# Énoncé 1
Traduisez en anglais la phrase suivante de l'extrait de l'arrêt de la cour d'appel : « Lors des débats Madame DESGRANGE, conseiller rapporteur, a entendu les plaidoiries, les avocats ne s'y étant pas opposés, puis elle en a rendu compte à la Cour dans son délibéré. »

# Extrait du texte
#####

France | France, Cour d'appel de Paris, 31 mars 2000, 1998/18811


COUR D'APPEL DE PARIS 5è chambre, section C ARRET DU 31 MARS 2000

(N , pages) Numéro d'inscription au répertoire général : 1998/18811 Pas de jonction Décision dont appel : Jugement rendu le 22/05/1998 par le TRIBUNAL DE GRANDE INSTANCE de PARIS 9/2è Ch. RG n :

1997/15228 Date ordonnance de clôture : 9 Décembre 1999 Nature de la décision : CONTRADICTOIRE Décision : CONFIRMATION PARTIELLE APPELANTS : Monsieur X... Y... demeurant 61 rue d'Anjou 75008 PARIS Madame PONSART Z... épouse X... ... par la SCP LECHARNY-CHEVILLER, avoué assistés de Maître LAURET, Toque D1232,

Avocat au Barreau de PARIS INTIME :

S.A. CREDIT LYONNAIS prise en la per...

COUR D'APPEL DE PARIS 5è chambre, section C ARRET DU 31 MARS 2000

(N , pages) Numéro d'inscription au répertoire général : 1998/18811 Pas de jonction Décision dont appel : Jugement rendu le 22/05/1998 par le TRIBUNAL DE GRANDE INSTANCE de PARIS 9/2è Ch. RG n :

1997/15228 Date ordonnance de clôture : 9 Décembre 1999 Nature de la décision : CONTRADICTOIRE Décision : CONFIRMATION PARTIELLE APPELANTS : Monsieur X... Y... demeurant 61 rue d'Anjou 75008 PARIS Madame PONSART Z... épouse X... ... par la SCP LECHARNY-CHEVILLER, avoué assistés de Maître LAURET, Toque D1232, Avocat au Barreau de PARIS INTIME :

S.A. CREDIT LYONNAIS prise en la personne de ses représentants légaux ayant son siège 19 Boulevard des Italiens 75002 PARIS représentée par Maître HARDOUIN-HERSCOVICI, avoué assistée de Maître RUSSEL, Toque A102, Avocat au Barreau de PARIS, CABINET COURNOT

COMPOSITION DE LA COUR : Lors des débats Madame DESGRANGE, conseiller rapporteur, a entendu les plaidoiries, les avocats ne s'y étant pas opposés, puis elle en a rendu compte à la Cour dans son délibéré.

Lors du délibéré, Président : Madame DESGRANGE A... : Monsieur BOUCHE A... : Monsieur B...

DEBATS : A l'audience publique du 15 février 2000 tenue en application de l'article 786 du Nouveau Code de Procédure Civile

GREFFIER : Lors des débats et du prononcé de l'arrêt Greffier :

Madame C...

#####

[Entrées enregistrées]
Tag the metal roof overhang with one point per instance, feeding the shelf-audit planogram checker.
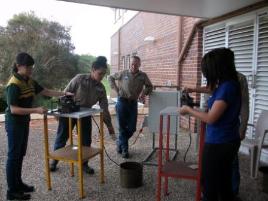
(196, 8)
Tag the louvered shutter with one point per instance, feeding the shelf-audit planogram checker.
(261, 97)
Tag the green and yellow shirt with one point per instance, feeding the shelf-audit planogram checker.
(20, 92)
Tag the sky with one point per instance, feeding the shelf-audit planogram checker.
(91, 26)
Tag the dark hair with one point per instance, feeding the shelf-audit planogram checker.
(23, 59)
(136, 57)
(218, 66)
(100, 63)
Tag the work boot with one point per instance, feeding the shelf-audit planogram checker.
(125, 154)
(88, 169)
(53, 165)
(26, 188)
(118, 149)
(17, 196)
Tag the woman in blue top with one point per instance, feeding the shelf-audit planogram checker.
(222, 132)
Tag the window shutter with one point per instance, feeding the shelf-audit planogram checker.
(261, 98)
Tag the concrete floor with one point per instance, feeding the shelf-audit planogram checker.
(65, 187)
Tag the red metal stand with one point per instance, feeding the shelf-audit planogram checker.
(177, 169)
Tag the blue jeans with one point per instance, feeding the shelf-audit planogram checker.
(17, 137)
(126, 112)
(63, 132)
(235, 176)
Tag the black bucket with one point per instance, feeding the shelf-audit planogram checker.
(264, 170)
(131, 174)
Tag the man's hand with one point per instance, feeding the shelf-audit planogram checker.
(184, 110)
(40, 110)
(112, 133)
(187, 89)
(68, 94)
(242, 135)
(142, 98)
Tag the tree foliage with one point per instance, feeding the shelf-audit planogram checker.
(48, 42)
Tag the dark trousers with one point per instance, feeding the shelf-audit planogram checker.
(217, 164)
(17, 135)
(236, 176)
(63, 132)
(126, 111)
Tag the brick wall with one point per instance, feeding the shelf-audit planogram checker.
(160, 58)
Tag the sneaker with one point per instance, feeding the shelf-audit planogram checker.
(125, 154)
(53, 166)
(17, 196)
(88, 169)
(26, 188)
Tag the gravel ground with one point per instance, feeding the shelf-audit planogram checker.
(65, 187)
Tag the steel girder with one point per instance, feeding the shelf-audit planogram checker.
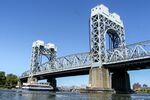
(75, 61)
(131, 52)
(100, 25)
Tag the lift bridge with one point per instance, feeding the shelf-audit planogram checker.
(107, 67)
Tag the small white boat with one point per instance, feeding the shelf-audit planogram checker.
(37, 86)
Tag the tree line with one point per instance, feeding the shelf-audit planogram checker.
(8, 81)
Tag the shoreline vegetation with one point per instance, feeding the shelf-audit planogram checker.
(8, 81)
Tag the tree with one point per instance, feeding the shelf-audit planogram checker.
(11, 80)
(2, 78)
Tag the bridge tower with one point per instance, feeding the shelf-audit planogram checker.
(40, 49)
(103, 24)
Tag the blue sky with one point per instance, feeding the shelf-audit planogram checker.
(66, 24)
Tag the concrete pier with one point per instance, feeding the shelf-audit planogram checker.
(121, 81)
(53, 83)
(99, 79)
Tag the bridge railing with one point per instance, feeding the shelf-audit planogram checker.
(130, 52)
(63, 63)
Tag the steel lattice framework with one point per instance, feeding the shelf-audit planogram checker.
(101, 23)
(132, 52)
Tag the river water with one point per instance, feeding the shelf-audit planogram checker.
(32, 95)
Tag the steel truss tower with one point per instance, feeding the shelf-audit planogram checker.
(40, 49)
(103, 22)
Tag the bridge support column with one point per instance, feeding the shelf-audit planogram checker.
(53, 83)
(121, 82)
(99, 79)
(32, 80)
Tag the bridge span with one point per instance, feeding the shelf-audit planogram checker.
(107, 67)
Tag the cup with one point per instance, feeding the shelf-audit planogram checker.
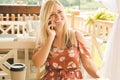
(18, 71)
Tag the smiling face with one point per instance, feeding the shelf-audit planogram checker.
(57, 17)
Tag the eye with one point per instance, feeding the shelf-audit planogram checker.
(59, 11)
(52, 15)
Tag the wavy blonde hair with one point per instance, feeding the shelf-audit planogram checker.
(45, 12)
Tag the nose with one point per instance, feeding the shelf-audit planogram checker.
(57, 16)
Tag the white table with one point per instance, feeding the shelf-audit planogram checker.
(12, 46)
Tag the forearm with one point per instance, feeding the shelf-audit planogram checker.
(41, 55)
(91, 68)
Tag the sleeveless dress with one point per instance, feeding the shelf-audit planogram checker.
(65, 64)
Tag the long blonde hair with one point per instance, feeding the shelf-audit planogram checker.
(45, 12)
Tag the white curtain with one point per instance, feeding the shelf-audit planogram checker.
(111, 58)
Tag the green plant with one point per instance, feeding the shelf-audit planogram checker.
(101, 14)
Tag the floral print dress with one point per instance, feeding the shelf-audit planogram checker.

#####

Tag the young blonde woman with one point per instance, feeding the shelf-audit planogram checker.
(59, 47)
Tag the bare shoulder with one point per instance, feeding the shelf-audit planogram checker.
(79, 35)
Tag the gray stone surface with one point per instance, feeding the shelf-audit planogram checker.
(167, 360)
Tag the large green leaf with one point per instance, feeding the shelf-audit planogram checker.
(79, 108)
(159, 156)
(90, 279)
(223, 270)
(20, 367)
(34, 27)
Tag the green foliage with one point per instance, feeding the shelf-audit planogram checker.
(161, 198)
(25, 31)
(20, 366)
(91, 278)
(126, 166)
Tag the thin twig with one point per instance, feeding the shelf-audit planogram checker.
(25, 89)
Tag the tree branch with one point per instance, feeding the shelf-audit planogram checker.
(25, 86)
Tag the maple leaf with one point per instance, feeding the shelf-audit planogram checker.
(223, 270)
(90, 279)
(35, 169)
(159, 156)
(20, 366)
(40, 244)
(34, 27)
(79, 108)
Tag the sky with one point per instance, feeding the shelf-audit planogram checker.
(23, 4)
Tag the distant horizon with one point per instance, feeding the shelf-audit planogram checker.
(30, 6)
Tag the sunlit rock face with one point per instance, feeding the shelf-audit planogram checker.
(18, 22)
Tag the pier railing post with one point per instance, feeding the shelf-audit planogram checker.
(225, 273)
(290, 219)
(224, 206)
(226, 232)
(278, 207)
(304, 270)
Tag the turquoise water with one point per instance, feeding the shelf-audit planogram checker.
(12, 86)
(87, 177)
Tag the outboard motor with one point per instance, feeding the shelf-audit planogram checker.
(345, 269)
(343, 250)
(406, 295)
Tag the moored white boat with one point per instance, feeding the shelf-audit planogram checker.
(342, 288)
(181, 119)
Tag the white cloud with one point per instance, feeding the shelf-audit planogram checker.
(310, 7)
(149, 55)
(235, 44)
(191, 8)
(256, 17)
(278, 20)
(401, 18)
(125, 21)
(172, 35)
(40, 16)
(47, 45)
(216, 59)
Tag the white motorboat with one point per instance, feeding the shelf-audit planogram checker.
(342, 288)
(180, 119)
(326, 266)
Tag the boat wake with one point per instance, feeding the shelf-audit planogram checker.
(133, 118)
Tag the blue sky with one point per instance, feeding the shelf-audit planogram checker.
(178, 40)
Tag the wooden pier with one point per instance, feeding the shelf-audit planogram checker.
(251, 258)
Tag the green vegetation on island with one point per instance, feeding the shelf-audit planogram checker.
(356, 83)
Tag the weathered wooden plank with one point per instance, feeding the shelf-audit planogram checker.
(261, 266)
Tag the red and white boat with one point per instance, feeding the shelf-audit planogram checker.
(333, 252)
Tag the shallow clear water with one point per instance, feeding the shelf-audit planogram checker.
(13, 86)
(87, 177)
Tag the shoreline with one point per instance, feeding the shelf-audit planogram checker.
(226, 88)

#####

# Énoncé 2
Dans les lignes des données fournies, recopiez sans rien changer celles qui vont de la ligne contenant "Tag the long" jusqu'à la ligne contenant "Tag the floral", ces deux lignes comprises.

# Corrigé 1
During the hearing, Mrs. DESGRANGE, reporting judge, heard the oral arguments, the lawyers having raised no objection, and then reported on them to the Court during its deliberations.

# Corrigé 2
Tag the long blonde hair with one point per instance, feeding the shelf-audit planogram checker.
(45, 12)
Tag the white curtain with one point per instance, feeding the shelf-audit planogram checker.
(111, 58)
Tag the green plant with one point per instance, feeding the shelf-audit planogram checker.
(101, 14)
Tag the floral print dress with one point per instance, feeding the shelf-audit planogram checker.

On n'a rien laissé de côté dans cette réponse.